Alıştırma yönergesi: Çirkinlik konulu metne göre Platon, çirkinliğin ruhun iyiliğinin tersi olduğunu hangi yapıtında ileri sürmüştür?

Sayfa alıntısı:

*****

Farsçadan dilimize geçmiş olan çirkin kelimesi Türkçe sözlükte; “göze veya kulağa hoş gelmeyen, güzel karşıtı” ya da “hoş olmayan, yakışık almayan davranış veya söz” olarak açıklanır (TDK, 1988: 490). Edebi eserlerde genellikle çirkinle eş anlamlı olarak Arapça kubh (kabîh, vech -i kabîh), Farsça zişt (zişt-rû, zişt- likâ, zişt-sûret) ve bed (bed-rû, bed-likâ, bed-çehre, bed suratlı, bed-sûret) kelimeleri kullanılır. Kubh:

“çirkinlik, ziştlik, çirkin iş, kötü fiil ve amel”; zişt: “çirkin, kubh, kerîh”; bed ise “kötü, fenâ, redî, çirkin, nâhoş” anlamlarına gelir (Şemseddin Sami, 2008: 282, 265, 1049). Ayrıca çirkinliği ifade eden bu temel kavramların “kötü” anlamı da vardır.

Sanat eserlerinin merkezinde çoğunlukla güzel/güzellik vardır ve eserlerde güzel/güzellik yüceltilmiştir.

Güzelliğin daha belirgin hâle getirilmesi için çirkinlikten yararlanılmıştır. Yani çirkinliğin sınırlarını toplum tarafından kabul görmüş olan güzellik anlayışı belirlemiştir. Bu bakımdan çirkinliğin tanımı ve sınırları da güzelliğin kazandığı anlam çeşitliliğine bağlı olarak farklılaşabilmiştir. Bu farklılaşma, çirkinin somut olarak gösterilmesi yahut tanımlanmasının ötesinde güzel olmayan her durumu ifade etmeye kadar ilerlemiştir. Umberto Eco, çirkinliğin Antik Yunan’dan beri güzelliğin ve iyiliğin zıttı olarak anlam kazandığını belirtir: “Platon Devlet adlı yapıtında çirkinliğin ruhun iyiliğinin tersi olduğunu ileri sürmüştür ve gençlere çirkin şeyleri betimlemeden uzak kalmaları tavsiyesinde bulunmuştur.” (Eco, 2009: 30).

Çirkinlik üzerine düşüncelerini dile getiren düşünürlerden biri olan Rosenkraz da çirkinin güzelin karşıtı olduğunu ve güzel kavramından ayrı düşünülemeyeceğini söylemiştir. Ona göre “güzeli anlatan sanatçılar çirkin olandan kaçamadığı gibi, gülünç olanı üreten sanatçı da aynı şekilde çirkinden hiçbir şekilde kaçamaz.” (Rosenkranz, 2018: 20-21).

Çirkinlik, klasik Türk şiirinde de güzelliğin ve iyiliğin zıttı olarak kabul görmüştür. Klasik şiirin karakteristiğine uygun biçimde -güzelliği ifade edenler kadar olmasa da- çirkinliği anlatmak için de kalıplaşmış ifadelerden yararlanılmıştır. Çirkinliğin güzelliğin zıttı olarak klasik Türk şiirinde somut biçimde tasvir edildiğini bunun yanı sıra mecazlı, istiareli kullanımlarla soyut bir anlam da kazanabildiğini görmek mümkündür.

*****

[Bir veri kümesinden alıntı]
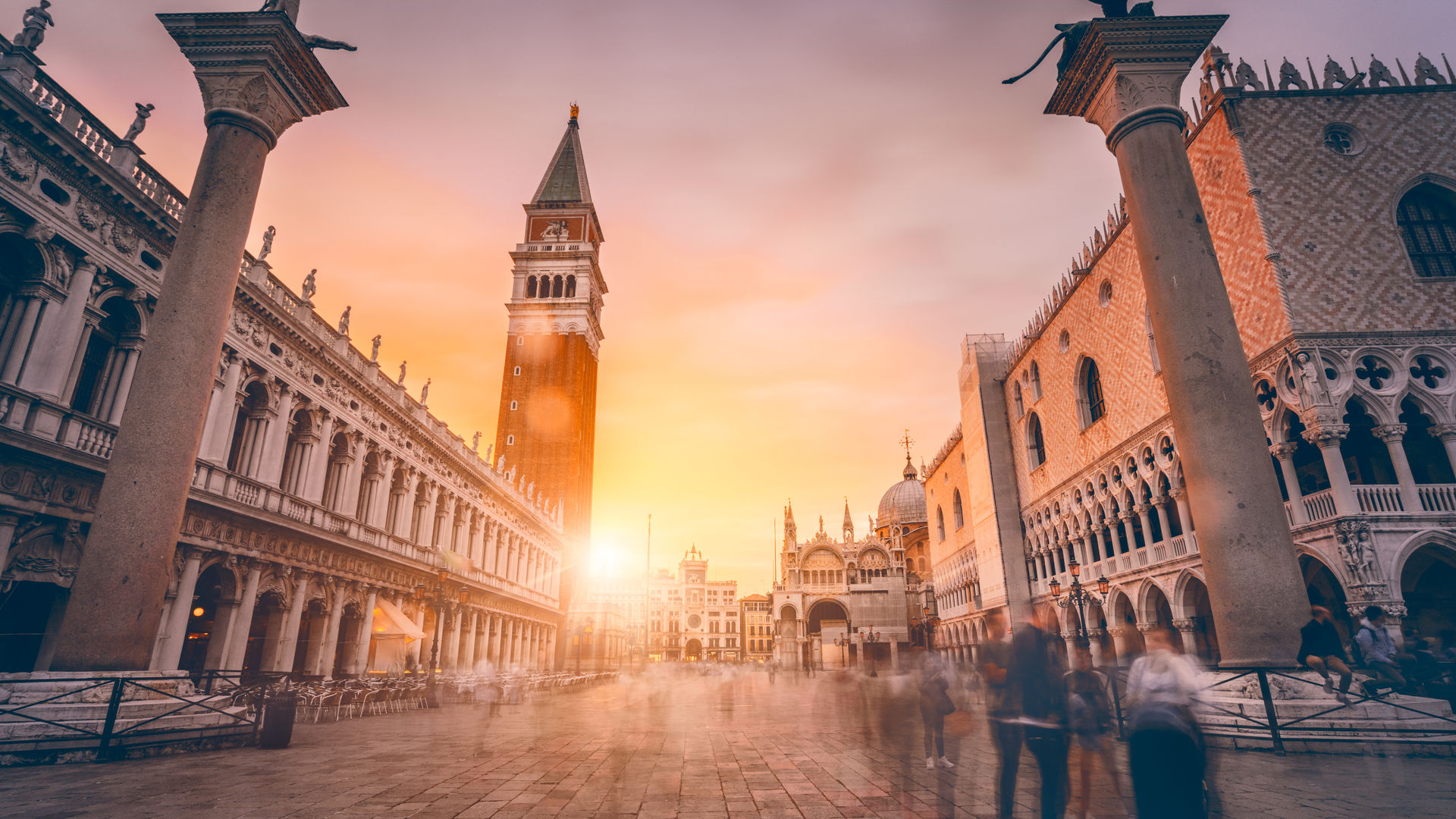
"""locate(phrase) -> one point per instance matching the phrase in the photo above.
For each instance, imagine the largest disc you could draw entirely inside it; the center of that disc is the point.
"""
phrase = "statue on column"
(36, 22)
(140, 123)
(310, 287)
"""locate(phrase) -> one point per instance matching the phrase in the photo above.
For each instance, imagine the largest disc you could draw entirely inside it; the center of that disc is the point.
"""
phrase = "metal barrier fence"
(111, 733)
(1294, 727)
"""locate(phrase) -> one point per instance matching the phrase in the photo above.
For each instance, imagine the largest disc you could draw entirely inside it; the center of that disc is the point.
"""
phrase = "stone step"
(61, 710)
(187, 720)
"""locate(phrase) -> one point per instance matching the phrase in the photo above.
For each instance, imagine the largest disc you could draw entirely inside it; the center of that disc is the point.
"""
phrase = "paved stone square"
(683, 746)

*****

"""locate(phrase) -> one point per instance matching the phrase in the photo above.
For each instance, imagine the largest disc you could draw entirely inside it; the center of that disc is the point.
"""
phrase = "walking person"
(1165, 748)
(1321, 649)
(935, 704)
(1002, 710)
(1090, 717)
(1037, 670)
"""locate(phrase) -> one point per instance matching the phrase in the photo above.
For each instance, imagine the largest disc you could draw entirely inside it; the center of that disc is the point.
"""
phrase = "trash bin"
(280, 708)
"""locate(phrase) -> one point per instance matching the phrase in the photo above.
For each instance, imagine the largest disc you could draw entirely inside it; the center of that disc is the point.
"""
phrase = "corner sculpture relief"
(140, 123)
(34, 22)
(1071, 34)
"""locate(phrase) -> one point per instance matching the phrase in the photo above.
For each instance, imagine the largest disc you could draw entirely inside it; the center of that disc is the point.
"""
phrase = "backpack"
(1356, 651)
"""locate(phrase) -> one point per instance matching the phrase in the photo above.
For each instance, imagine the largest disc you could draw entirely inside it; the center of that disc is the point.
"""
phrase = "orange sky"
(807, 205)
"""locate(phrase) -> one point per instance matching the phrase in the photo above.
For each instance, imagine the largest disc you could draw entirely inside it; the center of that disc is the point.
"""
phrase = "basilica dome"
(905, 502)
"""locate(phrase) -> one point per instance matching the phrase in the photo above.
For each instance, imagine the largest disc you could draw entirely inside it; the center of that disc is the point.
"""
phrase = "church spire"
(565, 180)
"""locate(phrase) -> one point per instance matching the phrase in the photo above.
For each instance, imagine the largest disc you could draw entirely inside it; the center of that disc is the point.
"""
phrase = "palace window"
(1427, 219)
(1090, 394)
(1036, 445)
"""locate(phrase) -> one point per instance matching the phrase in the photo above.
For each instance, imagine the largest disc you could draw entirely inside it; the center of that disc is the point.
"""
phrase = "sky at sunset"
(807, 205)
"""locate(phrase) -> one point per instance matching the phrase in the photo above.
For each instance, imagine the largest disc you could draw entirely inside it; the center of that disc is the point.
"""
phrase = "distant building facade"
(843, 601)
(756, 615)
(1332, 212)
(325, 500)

*****

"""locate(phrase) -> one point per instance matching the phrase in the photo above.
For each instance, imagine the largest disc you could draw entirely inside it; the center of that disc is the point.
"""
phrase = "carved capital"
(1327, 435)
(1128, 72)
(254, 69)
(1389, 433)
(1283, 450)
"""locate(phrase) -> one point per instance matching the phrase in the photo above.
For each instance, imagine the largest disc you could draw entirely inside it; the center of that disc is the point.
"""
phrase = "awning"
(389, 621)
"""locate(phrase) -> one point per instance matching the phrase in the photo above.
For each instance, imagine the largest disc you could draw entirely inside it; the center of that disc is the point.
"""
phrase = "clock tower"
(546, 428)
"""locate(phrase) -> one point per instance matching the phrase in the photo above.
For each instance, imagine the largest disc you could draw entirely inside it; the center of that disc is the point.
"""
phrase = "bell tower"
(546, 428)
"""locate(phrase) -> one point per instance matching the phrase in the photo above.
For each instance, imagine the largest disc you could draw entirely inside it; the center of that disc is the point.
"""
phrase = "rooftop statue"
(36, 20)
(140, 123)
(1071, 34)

*****

Alıştırma yanıtı: Platon bunu Devlet adlı yapıtında ileri sürmüştür.